CONSIGNE 1
D'après l'entretien reproduit ci-dessous, quel film a fait découvrir le cinéma à la personne interrogée, et à quel âge ?
CONSIGNE 2
Recopiez le passage de l'entretien ci-dessous qui commence aux mots « On vous payait » et s'arrête après les mots « leur cœur ! ».
CONSIGNE 3
Prolongez l'entretien sur le cinéma au-delà de sa dernière phrase.

On vous payait bien ? J’imagine que comme tout ados, j’ai dû me faire arnaquer par des gens qui manipulaient mieux les chiffres que moi. Quoiqu’il en soit, en ce temps-là, j’étais ravi de me faire 25 dollars par semaine. C’était le tarif pour un forfait de 50 histoires drôles. La dérision, l’envie de faire rire mes contemporains, c’était quelque chose que j’ai eu très tôt en moi. Au grand dam de mes parents qui avaient d’autres ambitions pour leur rejeton. Mon père voulait que je sois avocat. Ma même que j’embrasse une carrière de médecin. Quand on y regarde bien, j’ai respecté les dernières volontés de mes aïeux. Je vous explique. Lorsque je défends mes films face à la critique, je me sens un peu avocat quelque part et quand j’auditionne les acteurs, je les ausculte d’une certaine façon. Forcément, j’aime voir ce qu’ils ont dans leur cœur !
A quel âge avez-vous découvert la magie du cinéma et avec quel film ? J’avais 3 ans et c’était en regardant Blanche Neige. Pendant des années, j’ai d’ailleurs refusé de manger des pommes !

ENREGISTREMENTS CONSERVÉS
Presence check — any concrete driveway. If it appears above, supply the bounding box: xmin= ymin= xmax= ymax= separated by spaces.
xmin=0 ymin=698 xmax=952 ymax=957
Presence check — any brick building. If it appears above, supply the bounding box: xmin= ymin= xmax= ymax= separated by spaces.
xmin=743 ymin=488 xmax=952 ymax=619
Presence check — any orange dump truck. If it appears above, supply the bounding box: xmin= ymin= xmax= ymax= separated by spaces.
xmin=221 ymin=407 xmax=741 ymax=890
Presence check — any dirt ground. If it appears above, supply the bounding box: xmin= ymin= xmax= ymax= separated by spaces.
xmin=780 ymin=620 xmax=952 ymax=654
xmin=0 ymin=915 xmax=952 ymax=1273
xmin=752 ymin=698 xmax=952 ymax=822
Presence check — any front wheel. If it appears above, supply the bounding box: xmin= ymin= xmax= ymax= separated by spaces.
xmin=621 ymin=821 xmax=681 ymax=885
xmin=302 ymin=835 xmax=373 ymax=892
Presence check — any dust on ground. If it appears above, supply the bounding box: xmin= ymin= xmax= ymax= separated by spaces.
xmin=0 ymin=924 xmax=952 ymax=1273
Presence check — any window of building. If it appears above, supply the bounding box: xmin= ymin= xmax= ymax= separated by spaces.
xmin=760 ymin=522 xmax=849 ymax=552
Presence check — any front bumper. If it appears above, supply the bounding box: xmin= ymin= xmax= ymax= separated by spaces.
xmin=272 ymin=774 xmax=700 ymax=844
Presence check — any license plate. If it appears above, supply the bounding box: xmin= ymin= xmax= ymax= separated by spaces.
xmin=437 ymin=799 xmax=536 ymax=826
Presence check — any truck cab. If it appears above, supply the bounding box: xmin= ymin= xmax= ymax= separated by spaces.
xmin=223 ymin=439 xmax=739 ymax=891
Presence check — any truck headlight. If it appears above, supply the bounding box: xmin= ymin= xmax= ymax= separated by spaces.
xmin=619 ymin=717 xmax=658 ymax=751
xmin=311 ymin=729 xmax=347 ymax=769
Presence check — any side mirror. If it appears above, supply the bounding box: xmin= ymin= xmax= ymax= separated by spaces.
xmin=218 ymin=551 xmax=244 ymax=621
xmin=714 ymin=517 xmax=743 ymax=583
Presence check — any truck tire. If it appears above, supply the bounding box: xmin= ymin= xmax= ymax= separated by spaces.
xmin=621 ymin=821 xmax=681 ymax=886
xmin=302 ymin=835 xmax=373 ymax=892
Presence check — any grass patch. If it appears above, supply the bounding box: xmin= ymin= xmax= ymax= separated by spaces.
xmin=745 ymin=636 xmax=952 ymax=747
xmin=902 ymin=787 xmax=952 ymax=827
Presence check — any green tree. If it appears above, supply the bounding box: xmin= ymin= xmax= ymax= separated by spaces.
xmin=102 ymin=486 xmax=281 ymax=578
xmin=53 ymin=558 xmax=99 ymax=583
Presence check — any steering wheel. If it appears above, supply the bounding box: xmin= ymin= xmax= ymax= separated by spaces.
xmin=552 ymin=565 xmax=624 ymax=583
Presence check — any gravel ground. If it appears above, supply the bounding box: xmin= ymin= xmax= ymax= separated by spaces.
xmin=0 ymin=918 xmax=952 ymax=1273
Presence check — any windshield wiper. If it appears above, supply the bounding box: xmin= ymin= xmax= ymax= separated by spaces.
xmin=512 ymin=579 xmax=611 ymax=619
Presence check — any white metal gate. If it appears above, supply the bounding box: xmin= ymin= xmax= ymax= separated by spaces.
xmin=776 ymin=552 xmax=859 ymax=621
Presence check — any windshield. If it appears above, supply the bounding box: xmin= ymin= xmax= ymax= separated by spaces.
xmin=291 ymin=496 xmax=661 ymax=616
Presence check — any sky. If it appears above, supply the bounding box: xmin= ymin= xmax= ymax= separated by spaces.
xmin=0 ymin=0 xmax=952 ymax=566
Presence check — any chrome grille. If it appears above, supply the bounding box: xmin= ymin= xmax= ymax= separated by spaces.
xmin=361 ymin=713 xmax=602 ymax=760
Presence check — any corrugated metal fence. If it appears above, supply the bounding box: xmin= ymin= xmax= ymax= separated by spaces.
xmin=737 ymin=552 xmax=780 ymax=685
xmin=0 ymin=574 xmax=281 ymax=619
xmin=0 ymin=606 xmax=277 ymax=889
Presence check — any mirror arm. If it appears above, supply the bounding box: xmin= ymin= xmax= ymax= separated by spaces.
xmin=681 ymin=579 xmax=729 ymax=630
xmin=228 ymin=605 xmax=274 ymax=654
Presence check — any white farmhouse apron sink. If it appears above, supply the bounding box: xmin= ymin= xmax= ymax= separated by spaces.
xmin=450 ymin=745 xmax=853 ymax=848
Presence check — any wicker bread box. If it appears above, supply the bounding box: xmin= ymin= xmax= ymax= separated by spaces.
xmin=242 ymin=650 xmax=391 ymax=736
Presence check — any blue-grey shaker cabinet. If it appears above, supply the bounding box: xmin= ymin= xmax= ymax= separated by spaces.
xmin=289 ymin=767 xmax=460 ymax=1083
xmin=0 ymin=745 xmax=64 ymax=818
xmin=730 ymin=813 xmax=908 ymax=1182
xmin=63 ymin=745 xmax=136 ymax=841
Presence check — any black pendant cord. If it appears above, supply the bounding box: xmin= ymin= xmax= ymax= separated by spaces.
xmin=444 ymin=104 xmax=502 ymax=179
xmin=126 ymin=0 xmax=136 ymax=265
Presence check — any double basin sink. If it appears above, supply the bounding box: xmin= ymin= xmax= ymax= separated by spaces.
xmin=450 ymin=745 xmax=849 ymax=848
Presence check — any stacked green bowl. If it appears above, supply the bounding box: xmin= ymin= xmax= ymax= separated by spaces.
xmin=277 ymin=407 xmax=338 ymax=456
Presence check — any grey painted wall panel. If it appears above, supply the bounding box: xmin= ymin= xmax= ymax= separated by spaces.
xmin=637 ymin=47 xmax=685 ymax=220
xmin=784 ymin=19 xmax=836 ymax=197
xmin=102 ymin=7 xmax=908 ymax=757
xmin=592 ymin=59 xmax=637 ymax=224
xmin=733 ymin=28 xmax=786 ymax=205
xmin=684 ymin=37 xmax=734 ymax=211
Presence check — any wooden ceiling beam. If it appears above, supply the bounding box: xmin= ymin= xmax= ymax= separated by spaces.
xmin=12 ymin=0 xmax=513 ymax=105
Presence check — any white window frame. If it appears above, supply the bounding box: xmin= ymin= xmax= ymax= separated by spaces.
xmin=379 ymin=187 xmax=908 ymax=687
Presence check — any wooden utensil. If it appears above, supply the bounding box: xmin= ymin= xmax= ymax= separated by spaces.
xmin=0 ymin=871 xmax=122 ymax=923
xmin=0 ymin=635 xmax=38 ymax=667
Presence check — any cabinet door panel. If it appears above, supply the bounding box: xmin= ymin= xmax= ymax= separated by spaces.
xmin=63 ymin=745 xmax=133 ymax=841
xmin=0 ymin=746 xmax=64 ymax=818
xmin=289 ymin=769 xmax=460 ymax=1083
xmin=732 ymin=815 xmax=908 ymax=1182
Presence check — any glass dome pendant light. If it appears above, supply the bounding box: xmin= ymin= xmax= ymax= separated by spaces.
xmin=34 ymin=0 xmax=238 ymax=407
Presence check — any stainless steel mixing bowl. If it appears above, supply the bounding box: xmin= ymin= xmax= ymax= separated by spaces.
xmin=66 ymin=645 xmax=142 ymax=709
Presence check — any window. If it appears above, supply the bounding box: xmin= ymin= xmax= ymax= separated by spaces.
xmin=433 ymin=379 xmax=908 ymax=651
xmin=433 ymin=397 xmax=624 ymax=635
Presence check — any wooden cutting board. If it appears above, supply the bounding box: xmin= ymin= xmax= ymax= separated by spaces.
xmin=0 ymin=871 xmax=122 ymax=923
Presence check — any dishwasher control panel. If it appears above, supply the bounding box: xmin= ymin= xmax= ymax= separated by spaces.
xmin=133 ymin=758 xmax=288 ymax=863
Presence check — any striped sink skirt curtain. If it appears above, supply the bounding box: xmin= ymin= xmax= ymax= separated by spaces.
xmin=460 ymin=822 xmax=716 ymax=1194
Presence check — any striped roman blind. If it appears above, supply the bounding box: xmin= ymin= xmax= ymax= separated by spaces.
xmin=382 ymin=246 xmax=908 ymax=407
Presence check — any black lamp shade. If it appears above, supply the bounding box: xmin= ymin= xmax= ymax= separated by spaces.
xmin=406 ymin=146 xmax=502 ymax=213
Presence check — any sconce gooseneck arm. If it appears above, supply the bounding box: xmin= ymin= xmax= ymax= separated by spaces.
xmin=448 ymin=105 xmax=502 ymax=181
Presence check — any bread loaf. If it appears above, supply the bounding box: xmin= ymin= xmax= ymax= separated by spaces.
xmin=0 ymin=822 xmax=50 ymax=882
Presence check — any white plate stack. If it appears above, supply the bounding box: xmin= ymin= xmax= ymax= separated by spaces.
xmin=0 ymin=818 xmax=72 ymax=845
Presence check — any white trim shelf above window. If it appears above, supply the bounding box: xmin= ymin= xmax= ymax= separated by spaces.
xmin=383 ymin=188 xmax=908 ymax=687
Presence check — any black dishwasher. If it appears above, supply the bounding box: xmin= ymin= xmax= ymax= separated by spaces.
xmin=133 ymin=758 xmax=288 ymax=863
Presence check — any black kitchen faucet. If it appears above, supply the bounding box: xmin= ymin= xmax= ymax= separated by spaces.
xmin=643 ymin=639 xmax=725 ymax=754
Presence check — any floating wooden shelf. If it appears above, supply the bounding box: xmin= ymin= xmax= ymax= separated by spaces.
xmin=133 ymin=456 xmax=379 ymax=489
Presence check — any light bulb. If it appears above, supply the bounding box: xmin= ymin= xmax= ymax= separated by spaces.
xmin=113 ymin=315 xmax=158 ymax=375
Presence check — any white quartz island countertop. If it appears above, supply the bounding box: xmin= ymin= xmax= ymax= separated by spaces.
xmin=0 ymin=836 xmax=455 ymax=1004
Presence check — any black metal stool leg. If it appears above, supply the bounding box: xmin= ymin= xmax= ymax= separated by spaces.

RÉPONSE 1
Blanche Neige, à l'âge de 3 ans.

RÉPONSE 2
On vous payait bien ? J’imagine que comme tout ados, j’ai dû me faire arnaquer par des gens qui manipulaient mieux les chiffres que moi. Quoiqu’il en soit, en ce temps-là, j’étais ravi de me faire 25 dollars par semaine. C’était le tarif pour un forfait de 50 histoires drôles. La dérision, l’envie de faire rire mes contemporains, c’était quelque chose que j’ai eu très tôt en moi. Au grand dam de mes parents qui avaient d’autres ambitions pour leur rejeton. Mon père voulait que je sois avocat. Ma même que j’embrasse une carrière de médecin. Quand on y regarde bien, j’ai respecté les dernières volontés de mes aïeux. Je vous explique. Lorsque je défends mes films face à la critique, je me sens un peu avocat quelque part et quand j’auditionne les acteurs, je les ausculte d’une certaine façon. Forcément, j’aime voir ce qu’ils ont dans leur cœur !

RÉPONSE 3
Quand on dit de vous que : « Woody Allen est un réalisateur intello », vous adhérez ou pas ? C’est faux. Gamin, je voulais devenir joueur de base-ball. Le problème, c’est que je n’avais pas la carrure. Et puis, à l’école, j’avais un niveau consternant. Il y avait que le cinéma qui pouvait m'offrir un job ! (rires)
Vous pratiquez un sport aujourd’hui ? Je dispose dans mon appartement d’un tapis roulant sur lequel je marche de façon soutenue. Généralement en regardant les infos. Comme ces « news » durent une demi-heure, j’ai fait l’économie d’un chronomètre !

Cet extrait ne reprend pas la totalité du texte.